## Request
Reproduce the entire listing below, requests included, and increase every coordinate in the answer points by 100. Leave the numbers in the requests and their sample pairs unchanged.

## Extracted entries
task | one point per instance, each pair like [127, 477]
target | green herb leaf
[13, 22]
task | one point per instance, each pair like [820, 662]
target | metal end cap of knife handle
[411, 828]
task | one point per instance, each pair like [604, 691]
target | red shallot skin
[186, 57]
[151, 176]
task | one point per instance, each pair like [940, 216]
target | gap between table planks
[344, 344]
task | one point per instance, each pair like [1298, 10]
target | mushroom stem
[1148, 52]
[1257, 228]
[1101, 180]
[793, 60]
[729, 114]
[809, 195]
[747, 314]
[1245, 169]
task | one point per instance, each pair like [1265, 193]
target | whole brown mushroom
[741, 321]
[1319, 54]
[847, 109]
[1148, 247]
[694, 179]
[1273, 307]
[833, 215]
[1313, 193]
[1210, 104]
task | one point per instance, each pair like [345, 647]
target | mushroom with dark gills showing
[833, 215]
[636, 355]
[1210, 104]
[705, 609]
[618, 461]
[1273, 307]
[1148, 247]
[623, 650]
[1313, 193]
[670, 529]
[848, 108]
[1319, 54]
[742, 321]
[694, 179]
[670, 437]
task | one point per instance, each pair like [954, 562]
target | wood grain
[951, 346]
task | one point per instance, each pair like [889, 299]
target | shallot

## Solution below
task | one point per instance, each pair like [127, 477]
target | green herb leaf
[113, 122]
task | one point per instance, each pair like [820, 662]
target | metal end cap of knife handle
[511, 928]
task | one point per instance, each pair like [604, 691]
target | red shallot skin
[286, 157]
[251, 276]
task | one point per instance, each pair like [940, 216]
target | gap between table planks
[444, 444]
task | one point per instance, each pair like [1298, 10]
target | mushroom stem
[1248, 152]
[1357, 328]
[1201, 280]
[893, 160]
[829, 214]
[909, 295]
[847, 414]
[1345, 269]
task | one point per instance, each pair like [1265, 193]
target | whole brown mushroom
[841, 421]
[1419, 154]
[947, 209]
[1248, 347]
[794, 279]
[1373, 407]
[933, 315]
[1413, 293]
[1310, 204]
task | one point per instance, each pair like [345, 647]
target | mushroom with dark gills showing
[933, 315]
[736, 455]
[1310, 204]
[805, 709]
[718, 561]
[1373, 407]
[1248, 347]
[723, 750]
[1413, 293]
[770, 629]
[948, 208]
[1419, 154]
[842, 421]
[794, 279]
[770, 537]
task | one point per instance, each pair like [954, 562]
target | wood grain
[1051, 446]
task | one point per instance, each pair like [889, 299]
target | shallot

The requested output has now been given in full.